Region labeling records
======

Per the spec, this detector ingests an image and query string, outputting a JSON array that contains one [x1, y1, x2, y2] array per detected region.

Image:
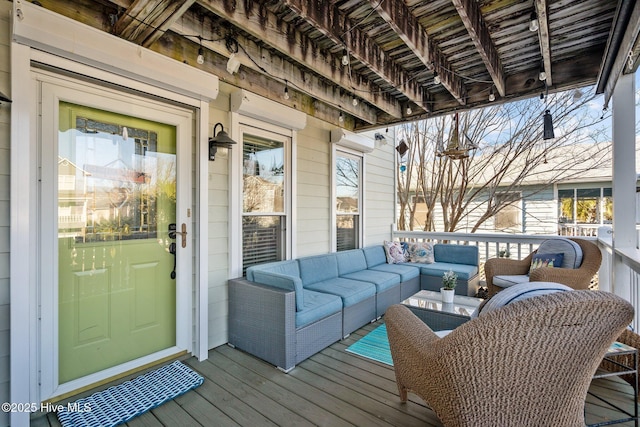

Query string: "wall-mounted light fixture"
[[0, 92, 11, 102], [209, 123, 236, 161]]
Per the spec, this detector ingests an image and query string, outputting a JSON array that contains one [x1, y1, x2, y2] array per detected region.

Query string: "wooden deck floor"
[[32, 323, 634, 427]]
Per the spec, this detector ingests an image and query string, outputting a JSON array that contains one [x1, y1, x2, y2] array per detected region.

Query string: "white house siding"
[[0, 1, 12, 426], [294, 117, 332, 257], [522, 187, 558, 234], [208, 91, 233, 348], [363, 134, 395, 246]]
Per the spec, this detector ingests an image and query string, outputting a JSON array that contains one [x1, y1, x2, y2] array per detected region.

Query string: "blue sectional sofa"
[[229, 244, 478, 372]]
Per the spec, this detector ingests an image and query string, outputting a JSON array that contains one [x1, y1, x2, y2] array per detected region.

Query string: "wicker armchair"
[[385, 290, 634, 427], [484, 238, 602, 296]]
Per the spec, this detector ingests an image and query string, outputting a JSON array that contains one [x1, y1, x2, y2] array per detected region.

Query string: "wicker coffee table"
[[402, 291, 483, 331]]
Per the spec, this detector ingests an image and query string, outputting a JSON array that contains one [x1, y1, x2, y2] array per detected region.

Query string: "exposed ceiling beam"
[[369, 0, 466, 105], [452, 0, 504, 96], [198, 0, 402, 118], [171, 11, 377, 124], [535, 0, 553, 87], [113, 0, 195, 47], [283, 0, 431, 112]]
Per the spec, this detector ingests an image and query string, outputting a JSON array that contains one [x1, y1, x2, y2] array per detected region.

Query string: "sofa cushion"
[[296, 289, 342, 328], [536, 237, 582, 268], [471, 282, 573, 318], [433, 243, 479, 271], [362, 245, 387, 268], [529, 253, 564, 272], [247, 259, 300, 282], [336, 249, 367, 276], [340, 270, 400, 293], [369, 263, 420, 282], [413, 261, 478, 280], [384, 240, 407, 264], [493, 274, 529, 288], [298, 254, 338, 288], [407, 242, 435, 264], [304, 277, 376, 307]]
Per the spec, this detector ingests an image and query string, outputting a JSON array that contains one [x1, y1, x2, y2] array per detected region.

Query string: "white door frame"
[[10, 1, 218, 418], [32, 71, 194, 399]]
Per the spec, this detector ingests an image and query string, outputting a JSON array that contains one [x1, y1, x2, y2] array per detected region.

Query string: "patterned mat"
[[346, 325, 393, 366], [57, 361, 204, 427]]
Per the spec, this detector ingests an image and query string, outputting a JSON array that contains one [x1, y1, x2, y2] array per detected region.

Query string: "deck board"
[[32, 321, 634, 427]]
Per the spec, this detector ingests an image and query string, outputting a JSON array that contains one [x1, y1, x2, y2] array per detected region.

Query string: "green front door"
[[56, 101, 181, 384]]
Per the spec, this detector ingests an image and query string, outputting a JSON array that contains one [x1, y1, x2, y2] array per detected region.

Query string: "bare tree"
[[397, 91, 611, 232]]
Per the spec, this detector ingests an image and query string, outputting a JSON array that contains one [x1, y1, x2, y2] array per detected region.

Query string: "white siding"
[[293, 117, 332, 257], [0, 1, 12, 426], [363, 134, 396, 246], [203, 93, 231, 348]]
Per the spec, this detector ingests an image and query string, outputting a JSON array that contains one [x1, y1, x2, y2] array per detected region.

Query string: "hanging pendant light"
[[542, 110, 555, 140]]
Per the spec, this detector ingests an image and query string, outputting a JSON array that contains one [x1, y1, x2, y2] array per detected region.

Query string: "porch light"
[[542, 110, 555, 140], [209, 123, 236, 161]]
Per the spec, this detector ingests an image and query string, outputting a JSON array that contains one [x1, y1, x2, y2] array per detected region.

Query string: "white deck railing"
[[392, 227, 640, 331]]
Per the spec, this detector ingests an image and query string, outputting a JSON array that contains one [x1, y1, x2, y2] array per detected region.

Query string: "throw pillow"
[[529, 254, 564, 271], [408, 242, 435, 264], [384, 240, 407, 264]]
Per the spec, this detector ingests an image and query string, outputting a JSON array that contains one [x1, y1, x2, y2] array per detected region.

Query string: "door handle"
[[175, 222, 187, 248]]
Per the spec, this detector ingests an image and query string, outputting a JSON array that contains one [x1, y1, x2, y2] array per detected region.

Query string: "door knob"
[[176, 222, 187, 248]]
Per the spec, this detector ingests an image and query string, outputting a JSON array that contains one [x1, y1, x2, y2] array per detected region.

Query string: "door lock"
[[175, 222, 187, 248]]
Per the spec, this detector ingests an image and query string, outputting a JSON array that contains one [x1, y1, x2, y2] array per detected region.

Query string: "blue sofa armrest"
[[229, 279, 297, 371], [253, 270, 304, 311], [433, 243, 480, 267]]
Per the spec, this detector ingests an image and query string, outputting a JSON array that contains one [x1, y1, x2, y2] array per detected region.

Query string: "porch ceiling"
[[39, 0, 638, 130]]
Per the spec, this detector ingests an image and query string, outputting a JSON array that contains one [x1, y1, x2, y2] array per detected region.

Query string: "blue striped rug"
[[347, 325, 393, 366], [55, 361, 204, 427]]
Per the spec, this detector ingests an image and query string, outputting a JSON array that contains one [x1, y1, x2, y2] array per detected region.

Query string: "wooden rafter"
[[452, 0, 504, 96], [172, 7, 378, 124], [283, 0, 431, 112], [535, 0, 553, 87], [198, 0, 402, 118], [114, 0, 195, 47], [369, 0, 466, 105]]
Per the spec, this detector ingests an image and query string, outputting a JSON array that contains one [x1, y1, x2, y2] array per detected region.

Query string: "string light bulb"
[[342, 49, 349, 67], [538, 68, 547, 81], [529, 12, 540, 33]]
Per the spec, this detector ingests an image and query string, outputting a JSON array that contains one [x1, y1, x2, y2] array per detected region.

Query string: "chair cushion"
[[471, 282, 573, 318], [296, 289, 342, 328], [493, 274, 529, 288], [383, 240, 407, 264], [529, 253, 564, 272], [536, 238, 582, 268], [407, 242, 435, 264]]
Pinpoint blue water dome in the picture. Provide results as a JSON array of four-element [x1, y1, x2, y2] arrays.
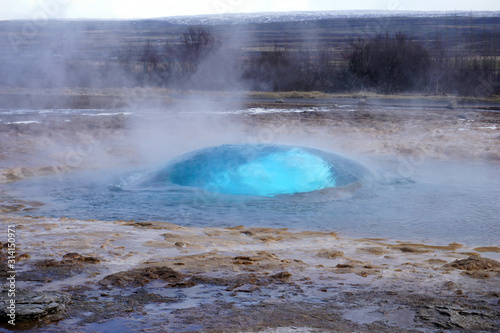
[[142, 144, 369, 197]]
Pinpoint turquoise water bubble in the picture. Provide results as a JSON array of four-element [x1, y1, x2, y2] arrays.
[[141, 144, 369, 197]]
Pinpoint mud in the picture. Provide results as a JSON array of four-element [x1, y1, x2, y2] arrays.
[[0, 103, 500, 332], [0, 214, 500, 332]]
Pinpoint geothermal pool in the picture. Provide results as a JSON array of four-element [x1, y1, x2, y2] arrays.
[[6, 145, 500, 245]]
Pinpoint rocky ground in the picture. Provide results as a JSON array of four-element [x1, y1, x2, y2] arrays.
[[0, 97, 500, 332]]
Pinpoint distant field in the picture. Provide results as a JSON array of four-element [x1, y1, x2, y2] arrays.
[[0, 14, 500, 96]]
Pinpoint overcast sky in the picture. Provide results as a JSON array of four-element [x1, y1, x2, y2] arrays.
[[0, 0, 500, 20]]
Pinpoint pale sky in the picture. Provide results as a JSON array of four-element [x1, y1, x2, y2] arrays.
[[0, 0, 500, 20]]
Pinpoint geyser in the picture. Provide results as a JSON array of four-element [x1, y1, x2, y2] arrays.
[[141, 144, 370, 197]]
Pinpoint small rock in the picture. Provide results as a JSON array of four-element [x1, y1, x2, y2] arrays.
[[444, 256, 500, 271], [99, 266, 185, 287], [317, 251, 344, 259], [0, 289, 71, 321], [270, 271, 292, 280], [399, 246, 434, 253]]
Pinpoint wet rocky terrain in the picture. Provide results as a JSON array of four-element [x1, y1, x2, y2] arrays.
[[0, 96, 500, 332]]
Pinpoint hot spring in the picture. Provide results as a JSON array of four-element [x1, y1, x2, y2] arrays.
[[138, 144, 370, 197], [6, 137, 500, 245]]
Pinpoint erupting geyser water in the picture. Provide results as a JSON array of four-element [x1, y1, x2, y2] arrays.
[[141, 144, 369, 196]]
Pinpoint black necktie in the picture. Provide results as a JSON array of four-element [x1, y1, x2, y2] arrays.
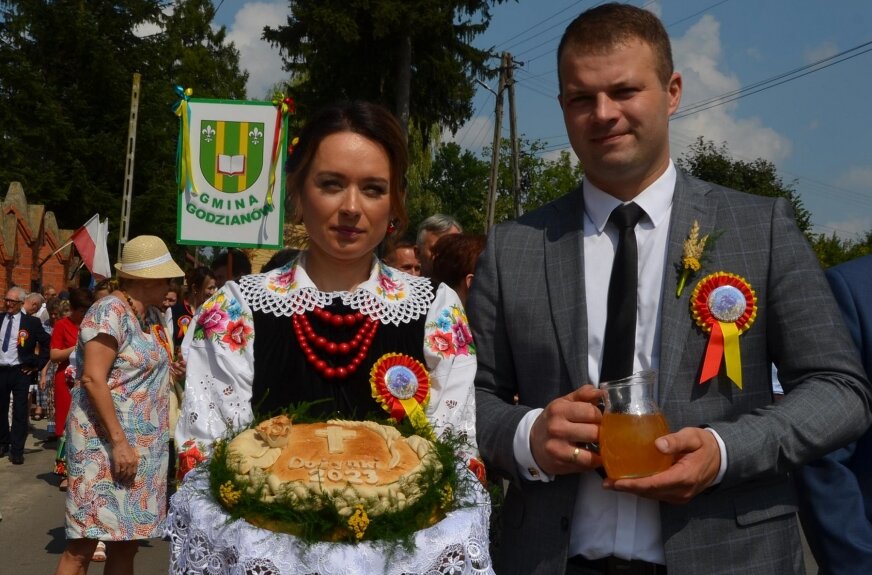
[[3, 313, 12, 351], [600, 203, 645, 382]]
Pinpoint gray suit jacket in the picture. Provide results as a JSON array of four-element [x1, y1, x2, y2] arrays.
[[468, 172, 872, 575]]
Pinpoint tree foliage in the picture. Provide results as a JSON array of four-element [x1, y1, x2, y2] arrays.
[[409, 139, 582, 233], [676, 137, 872, 268], [264, 0, 504, 137], [0, 0, 246, 249], [676, 136, 811, 238]]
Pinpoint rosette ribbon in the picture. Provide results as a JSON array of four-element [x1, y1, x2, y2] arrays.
[[173, 86, 199, 196], [369, 353, 433, 435], [266, 92, 297, 207], [690, 272, 757, 389]]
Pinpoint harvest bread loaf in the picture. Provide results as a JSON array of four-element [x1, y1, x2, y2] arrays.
[[227, 415, 442, 517]]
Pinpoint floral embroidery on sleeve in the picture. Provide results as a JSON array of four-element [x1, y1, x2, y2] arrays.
[[425, 305, 475, 357], [194, 293, 254, 352], [266, 265, 297, 294], [176, 439, 206, 481], [375, 263, 406, 301]]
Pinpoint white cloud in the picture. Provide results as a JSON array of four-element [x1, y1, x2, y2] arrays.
[[814, 217, 872, 242], [836, 166, 872, 191], [227, 0, 288, 100], [645, 2, 663, 20], [804, 42, 839, 64], [670, 14, 792, 164]]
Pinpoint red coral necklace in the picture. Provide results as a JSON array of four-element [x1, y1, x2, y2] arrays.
[[291, 307, 379, 379]]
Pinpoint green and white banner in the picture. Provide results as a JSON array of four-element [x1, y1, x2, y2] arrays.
[[176, 93, 293, 248]]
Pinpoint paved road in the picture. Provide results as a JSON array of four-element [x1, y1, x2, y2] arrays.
[[0, 420, 169, 575], [0, 420, 817, 575]]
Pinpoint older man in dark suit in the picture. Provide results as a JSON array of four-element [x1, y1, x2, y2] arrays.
[[796, 256, 872, 575], [468, 4, 872, 575], [0, 287, 50, 465]]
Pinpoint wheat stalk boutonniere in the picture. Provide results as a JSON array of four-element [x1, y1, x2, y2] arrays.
[[675, 220, 715, 297]]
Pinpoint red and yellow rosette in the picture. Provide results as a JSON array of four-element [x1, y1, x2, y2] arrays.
[[369, 353, 432, 433], [151, 325, 174, 361], [690, 272, 757, 389]]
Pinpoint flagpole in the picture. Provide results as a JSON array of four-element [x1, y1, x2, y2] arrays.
[[36, 240, 73, 268]]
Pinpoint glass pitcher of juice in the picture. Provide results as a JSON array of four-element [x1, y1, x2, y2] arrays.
[[600, 369, 672, 479]]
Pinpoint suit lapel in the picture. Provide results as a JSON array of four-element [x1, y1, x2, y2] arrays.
[[543, 186, 587, 389], [659, 171, 717, 401]]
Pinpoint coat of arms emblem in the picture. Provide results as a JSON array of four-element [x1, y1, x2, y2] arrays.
[[200, 120, 264, 194]]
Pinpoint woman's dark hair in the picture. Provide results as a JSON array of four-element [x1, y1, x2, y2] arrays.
[[285, 101, 409, 235], [185, 266, 215, 293], [69, 288, 94, 311], [432, 234, 487, 291]]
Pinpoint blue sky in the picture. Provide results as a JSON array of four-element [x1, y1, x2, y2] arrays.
[[215, 0, 872, 239]]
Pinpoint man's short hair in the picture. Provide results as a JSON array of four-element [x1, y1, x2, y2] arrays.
[[24, 292, 45, 305], [417, 214, 463, 247], [557, 2, 674, 93], [7, 286, 27, 302]]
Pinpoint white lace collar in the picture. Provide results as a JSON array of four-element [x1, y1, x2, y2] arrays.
[[239, 254, 434, 325]]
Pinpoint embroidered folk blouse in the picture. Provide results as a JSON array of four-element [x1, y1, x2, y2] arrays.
[[175, 255, 478, 472]]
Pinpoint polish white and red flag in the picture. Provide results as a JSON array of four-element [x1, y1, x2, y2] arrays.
[[70, 214, 112, 279]]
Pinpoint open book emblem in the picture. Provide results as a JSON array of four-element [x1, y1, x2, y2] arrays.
[[200, 120, 266, 194]]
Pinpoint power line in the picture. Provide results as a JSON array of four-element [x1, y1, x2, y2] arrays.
[[500, 0, 586, 50], [672, 40, 872, 120]]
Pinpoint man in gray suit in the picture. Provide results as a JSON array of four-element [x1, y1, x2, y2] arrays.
[[468, 4, 872, 575]]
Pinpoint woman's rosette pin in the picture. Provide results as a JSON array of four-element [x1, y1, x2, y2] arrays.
[[369, 353, 432, 433], [690, 272, 757, 389]]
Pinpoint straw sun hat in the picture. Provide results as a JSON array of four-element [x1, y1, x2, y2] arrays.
[[115, 236, 185, 279]]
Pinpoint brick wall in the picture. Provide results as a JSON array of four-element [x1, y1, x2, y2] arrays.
[[0, 182, 76, 294]]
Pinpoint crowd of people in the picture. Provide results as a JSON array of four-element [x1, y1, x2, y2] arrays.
[[0, 3, 872, 575]]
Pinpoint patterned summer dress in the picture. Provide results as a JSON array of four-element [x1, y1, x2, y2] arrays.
[[66, 296, 169, 541]]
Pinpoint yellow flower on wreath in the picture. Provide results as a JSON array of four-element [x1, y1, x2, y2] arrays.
[[348, 505, 369, 541], [218, 481, 242, 507]]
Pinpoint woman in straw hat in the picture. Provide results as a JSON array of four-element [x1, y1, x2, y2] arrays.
[[170, 102, 487, 573], [55, 236, 183, 575]]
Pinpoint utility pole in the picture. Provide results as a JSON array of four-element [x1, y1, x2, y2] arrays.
[[479, 52, 523, 230], [118, 72, 142, 261], [487, 52, 512, 230], [505, 56, 523, 218]]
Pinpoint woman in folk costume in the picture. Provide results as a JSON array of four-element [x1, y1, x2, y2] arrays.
[[176, 102, 477, 474]]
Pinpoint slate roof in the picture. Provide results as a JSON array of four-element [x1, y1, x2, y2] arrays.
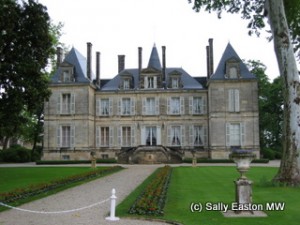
[[51, 47, 90, 83], [101, 45, 203, 91], [101, 67, 203, 91], [210, 43, 256, 80]]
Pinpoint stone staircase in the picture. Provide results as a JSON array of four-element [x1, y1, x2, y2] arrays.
[[118, 145, 183, 164]]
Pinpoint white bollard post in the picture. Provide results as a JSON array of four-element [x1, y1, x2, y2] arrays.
[[105, 188, 120, 221]]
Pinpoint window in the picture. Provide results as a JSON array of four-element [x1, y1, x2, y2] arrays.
[[122, 98, 131, 115], [190, 125, 207, 146], [100, 99, 109, 116], [169, 126, 181, 146], [171, 77, 179, 88], [122, 127, 131, 147], [228, 89, 240, 112], [146, 127, 157, 145], [118, 125, 136, 147], [101, 154, 108, 159], [62, 70, 71, 82], [168, 97, 184, 115], [57, 93, 75, 114], [226, 123, 245, 147], [229, 66, 238, 79], [123, 78, 130, 89], [96, 126, 113, 147], [100, 127, 109, 146], [57, 125, 75, 148], [143, 98, 158, 115], [61, 126, 71, 147], [144, 76, 157, 89], [119, 98, 135, 116], [190, 97, 206, 114]]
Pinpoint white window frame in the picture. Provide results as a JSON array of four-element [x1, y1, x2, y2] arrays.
[[96, 126, 113, 147], [189, 96, 206, 115], [144, 76, 157, 89], [57, 124, 75, 148], [226, 122, 245, 147], [228, 89, 240, 112], [118, 125, 135, 147], [168, 97, 184, 115], [167, 125, 185, 147], [118, 97, 135, 116], [142, 97, 159, 116], [96, 98, 112, 116], [190, 125, 207, 147], [57, 93, 75, 115]]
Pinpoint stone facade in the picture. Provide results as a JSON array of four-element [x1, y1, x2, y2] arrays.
[[43, 40, 259, 163]]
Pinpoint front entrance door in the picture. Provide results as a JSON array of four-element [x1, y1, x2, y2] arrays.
[[145, 127, 157, 146]]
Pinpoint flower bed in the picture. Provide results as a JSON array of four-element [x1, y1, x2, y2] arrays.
[[0, 166, 122, 203], [129, 166, 172, 215]]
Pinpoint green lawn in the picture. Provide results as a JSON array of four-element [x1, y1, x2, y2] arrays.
[[0, 167, 107, 193], [117, 166, 300, 225]]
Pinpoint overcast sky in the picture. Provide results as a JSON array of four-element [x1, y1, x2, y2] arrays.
[[39, 0, 298, 79]]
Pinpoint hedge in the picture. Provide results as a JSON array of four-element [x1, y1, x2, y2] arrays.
[[36, 159, 117, 165], [183, 158, 269, 163]]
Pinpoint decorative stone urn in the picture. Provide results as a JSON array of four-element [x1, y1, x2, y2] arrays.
[[229, 149, 256, 180], [229, 149, 255, 214]]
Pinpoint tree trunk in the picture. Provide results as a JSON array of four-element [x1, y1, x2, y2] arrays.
[[266, 0, 300, 186]]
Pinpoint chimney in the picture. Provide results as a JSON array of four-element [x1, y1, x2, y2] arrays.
[[208, 38, 214, 76], [86, 42, 93, 80], [206, 46, 211, 79], [138, 47, 143, 74], [161, 46, 166, 88], [56, 46, 63, 68], [96, 52, 101, 87], [118, 55, 125, 73]]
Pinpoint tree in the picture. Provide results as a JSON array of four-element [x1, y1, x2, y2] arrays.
[[0, 0, 55, 148], [189, 0, 300, 185], [246, 60, 283, 158]]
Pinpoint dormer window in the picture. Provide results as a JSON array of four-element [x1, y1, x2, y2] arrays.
[[171, 77, 179, 88], [226, 58, 241, 79], [60, 63, 74, 82], [144, 76, 157, 89], [62, 70, 71, 82], [119, 71, 133, 90], [123, 78, 130, 89], [168, 70, 182, 89]]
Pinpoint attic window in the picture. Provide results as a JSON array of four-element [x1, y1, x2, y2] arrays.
[[60, 67, 74, 82], [62, 70, 71, 82], [168, 70, 182, 89], [119, 71, 133, 90], [226, 59, 241, 79]]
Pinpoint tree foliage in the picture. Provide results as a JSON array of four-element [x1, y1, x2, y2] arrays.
[[0, 0, 55, 149], [247, 60, 283, 158], [189, 0, 300, 186], [188, 0, 300, 60]]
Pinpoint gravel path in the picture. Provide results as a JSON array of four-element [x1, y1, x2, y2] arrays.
[[0, 165, 169, 225]]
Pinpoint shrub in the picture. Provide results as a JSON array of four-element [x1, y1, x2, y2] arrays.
[[262, 148, 276, 160], [2, 145, 31, 163], [0, 166, 122, 203], [129, 166, 172, 215]]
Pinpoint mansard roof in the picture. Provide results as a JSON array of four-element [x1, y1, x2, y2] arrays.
[[51, 47, 90, 83], [101, 67, 203, 91], [210, 43, 256, 80], [148, 44, 161, 70]]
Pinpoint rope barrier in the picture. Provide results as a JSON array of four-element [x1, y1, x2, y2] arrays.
[[0, 198, 110, 214]]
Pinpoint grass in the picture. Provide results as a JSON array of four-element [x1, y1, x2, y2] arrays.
[[0, 167, 121, 212], [0, 167, 104, 192], [117, 166, 300, 225]]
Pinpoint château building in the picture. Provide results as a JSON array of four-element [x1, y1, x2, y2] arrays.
[[43, 39, 260, 163]]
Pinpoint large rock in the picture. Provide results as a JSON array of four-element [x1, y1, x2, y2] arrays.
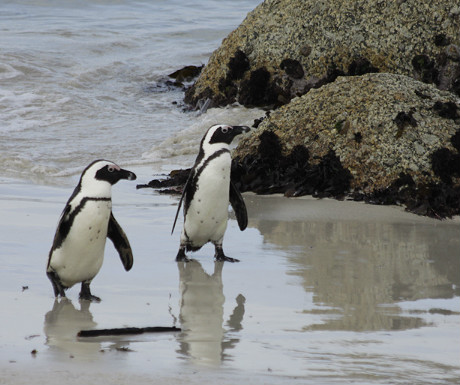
[[234, 74, 460, 217], [185, 0, 460, 106]]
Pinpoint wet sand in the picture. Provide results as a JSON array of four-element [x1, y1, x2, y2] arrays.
[[0, 170, 460, 385]]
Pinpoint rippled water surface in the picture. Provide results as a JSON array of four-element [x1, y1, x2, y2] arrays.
[[0, 0, 460, 385]]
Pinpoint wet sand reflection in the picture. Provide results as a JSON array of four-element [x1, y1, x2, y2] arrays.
[[177, 260, 246, 366], [252, 214, 460, 331], [43, 298, 101, 361]]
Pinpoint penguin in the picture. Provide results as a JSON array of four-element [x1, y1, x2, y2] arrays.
[[171, 125, 250, 262], [46, 160, 136, 302]]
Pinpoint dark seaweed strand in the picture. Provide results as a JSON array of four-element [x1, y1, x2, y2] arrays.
[[184, 148, 230, 215], [50, 197, 111, 250]]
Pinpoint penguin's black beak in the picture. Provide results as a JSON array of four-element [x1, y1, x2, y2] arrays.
[[232, 126, 251, 135], [118, 168, 137, 180]]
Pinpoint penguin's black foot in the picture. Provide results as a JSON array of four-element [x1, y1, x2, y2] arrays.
[[214, 247, 240, 263], [46, 272, 65, 298], [176, 247, 191, 262], [79, 282, 101, 302]]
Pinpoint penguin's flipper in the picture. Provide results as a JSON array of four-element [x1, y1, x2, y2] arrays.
[[171, 170, 193, 234], [230, 181, 248, 231], [107, 213, 133, 271], [48, 204, 73, 254]]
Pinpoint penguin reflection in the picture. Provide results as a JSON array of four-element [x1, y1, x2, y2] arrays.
[[44, 298, 101, 361], [177, 260, 245, 365]]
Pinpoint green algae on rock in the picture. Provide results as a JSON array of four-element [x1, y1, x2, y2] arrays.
[[185, 0, 460, 106], [234, 74, 460, 217]]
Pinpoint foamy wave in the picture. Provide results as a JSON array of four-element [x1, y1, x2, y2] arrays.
[[142, 106, 264, 164], [0, 63, 23, 80]]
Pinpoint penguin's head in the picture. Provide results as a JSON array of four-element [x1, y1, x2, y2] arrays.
[[207, 124, 251, 145], [80, 159, 136, 193]]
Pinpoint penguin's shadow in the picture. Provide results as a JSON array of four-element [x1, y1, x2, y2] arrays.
[[43, 298, 101, 360], [177, 260, 246, 365]]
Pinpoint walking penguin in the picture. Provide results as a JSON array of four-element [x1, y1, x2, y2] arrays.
[[46, 160, 136, 301], [171, 125, 250, 262]]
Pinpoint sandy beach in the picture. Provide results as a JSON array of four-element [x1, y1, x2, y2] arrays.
[[0, 169, 460, 385]]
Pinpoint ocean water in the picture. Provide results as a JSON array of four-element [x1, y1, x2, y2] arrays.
[[0, 0, 460, 385], [0, 0, 262, 184]]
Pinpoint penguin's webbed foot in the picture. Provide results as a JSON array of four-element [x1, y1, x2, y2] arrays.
[[176, 247, 191, 262], [214, 246, 240, 263], [79, 282, 101, 302], [46, 271, 65, 298]]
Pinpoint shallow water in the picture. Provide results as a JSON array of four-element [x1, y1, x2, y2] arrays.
[[0, 0, 460, 385], [0, 169, 460, 384]]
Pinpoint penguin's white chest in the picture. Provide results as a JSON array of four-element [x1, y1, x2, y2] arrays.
[[50, 200, 112, 287], [184, 153, 231, 247]]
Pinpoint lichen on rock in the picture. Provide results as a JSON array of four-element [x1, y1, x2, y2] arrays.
[[234, 74, 460, 216], [185, 0, 460, 106]]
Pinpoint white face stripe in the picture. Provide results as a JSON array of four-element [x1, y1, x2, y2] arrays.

======

■ REQUIREMENT: Could you rewrite the records from the line with "Pinpoint man in" to the line with "[[105, 188, 120, 221]]", requests included, offsetting every bounding-box coordinate in the answers by -90? Leave the pictures out of your answer.

■ RESULT OF THIS EXERCISE:
Pinpoint man in gray suit in the picture. Provide results as a JSON array of four-element [x1, y1, x2, y2] arrays.
[[378, -86, 782, 485]]
Pinpoint woman's rosette pin in the picture. Provide results as a JSON array of four-element [x1, y1, x2, y2] arrays.
[[279, 263, 342, 343], [600, 182, 667, 299]]
Pinpoint straw sun hat in the picture. Provide results as a JSON array of four-element [x1, y1, x2, y2] arrays.
[[25, 146, 95, 189]]
Pinpoint brick wall in the picture. Provide results as a JSON array of four-element [x1, y1, x2, y2] arrays.
[[-90, 92, -14, 204]]
Pinpoint crowd of people in the picture. Provide results as a JSON array of four-element [x1, y1, x2, y2] arrays.
[[-90, -87, 782, 485]]
Pinpoint patterned summer dress in the picture. Provide results as a JSON array of four-element [x1, y1, x2, y2] arrays.
[[-24, 206, 79, 451]]
Pinpoint yellow flower on wreath in the picture. Provide results as a JSON array of four-element [x1, y1, x2, y2] arrays.
[[258, 415, 279, 451], [128, 391, 152, 417]]
Pinpoint woman in straw hat in the picture. Provide results as a JSON array of four-element [x1, y1, x2, y2] arrays.
[[80, 12, 397, 483], [-35, 146, 93, 485]]
Pinpoint utility pole in the picture. Provide results as a JSON array of four-element [x1, y1, x2, y2] arrays.
[[389, -38, 433, 140], [28, -18, 52, 171], [397, -38, 422, 140], [415, -34, 433, 128]]
Pinpoint woman in folk costume in the picture. Provide results as a JSON array of four-element [x1, y1, x2, y2] arrays.
[[86, 12, 387, 384]]
Pinpoint slate roof in the picture. Provide results as a JSON array of four-element [x1, y1, x2, y2] arrays.
[[-39, -43, 0, -7], [11, -45, 113, 1], [11, -23, 113, 1], [120, -47, 166, -10]]
Pinpoint stone staircase in the picture. Provide results as a JSON array of four-element [x1, y1, x2, y2] arrays.
[[28, 55, 93, 74]]
Pinpoint white bollard post in the picture. Provide results as a JSON array of four-element [x1, y1, x2, y2] arrays.
[[15, 98, 30, 131]]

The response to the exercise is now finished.